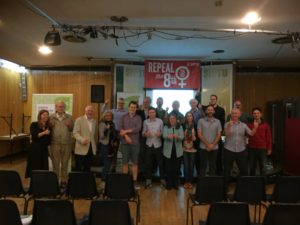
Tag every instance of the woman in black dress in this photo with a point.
(40, 137)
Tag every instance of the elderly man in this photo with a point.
(84, 133)
(235, 149)
(152, 131)
(61, 141)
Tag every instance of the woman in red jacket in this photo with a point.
(260, 145)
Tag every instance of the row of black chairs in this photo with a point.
(249, 189)
(81, 185)
(237, 213)
(61, 212)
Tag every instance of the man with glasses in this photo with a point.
(118, 113)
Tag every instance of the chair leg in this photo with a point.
(138, 213)
(25, 207)
(187, 211)
(259, 213)
(192, 215)
(254, 220)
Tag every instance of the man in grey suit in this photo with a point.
(84, 133)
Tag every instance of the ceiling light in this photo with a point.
(74, 38)
(52, 38)
(118, 19)
(94, 34)
(131, 50)
(251, 18)
(45, 50)
(219, 51)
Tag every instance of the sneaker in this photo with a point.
(148, 183)
(63, 185)
(136, 186)
(163, 183)
(186, 185)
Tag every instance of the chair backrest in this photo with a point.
(82, 185)
(228, 213)
(279, 214)
(11, 184)
(287, 189)
(9, 213)
(44, 183)
(250, 189)
(109, 212)
(210, 189)
(53, 212)
(119, 186)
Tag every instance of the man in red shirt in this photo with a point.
(260, 145)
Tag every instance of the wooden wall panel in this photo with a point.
(10, 92)
(256, 89)
(76, 83)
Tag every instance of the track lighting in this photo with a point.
(52, 38)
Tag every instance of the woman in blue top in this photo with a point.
(172, 151)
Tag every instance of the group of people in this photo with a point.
(151, 137)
..............................
Everything from the line with "Tag every instance of the man with" to the last line of the entries above is to be retyped exactly. Include both ends.

§ **Task solution**:
Tag every instance of the man with glasses in this photo with a point.
(118, 113)
Tag every instance of the chair leg in this photo with a point.
(138, 213)
(25, 207)
(187, 211)
(259, 213)
(192, 215)
(254, 220)
Tag every instance of the man in grey suit in this photo with a point.
(84, 133)
Tag every instance of the ceiling light in this photo with a point.
(74, 38)
(52, 38)
(118, 19)
(94, 34)
(131, 50)
(251, 18)
(45, 50)
(219, 51)
Tag every instance of the sneaker in this photo with a point.
(148, 183)
(63, 185)
(136, 186)
(163, 183)
(186, 185)
Tag every instance of the chair backrest in this photo with a point.
(82, 185)
(228, 213)
(279, 214)
(11, 184)
(287, 189)
(9, 213)
(44, 183)
(250, 189)
(109, 212)
(210, 189)
(53, 212)
(119, 186)
Tag every instance of the man in red shirt in this photo with a point.
(260, 145)
Tag every instance of the wooden wall panel in this photo with a point.
(10, 92)
(256, 89)
(76, 83)
Tag every instance of the track lighting in this photo with a point.
(52, 38)
Tag every instance of the woman in blue top in this photo with a point.
(172, 151)
Tag every instance of the group of people in this photo with a point.
(151, 137)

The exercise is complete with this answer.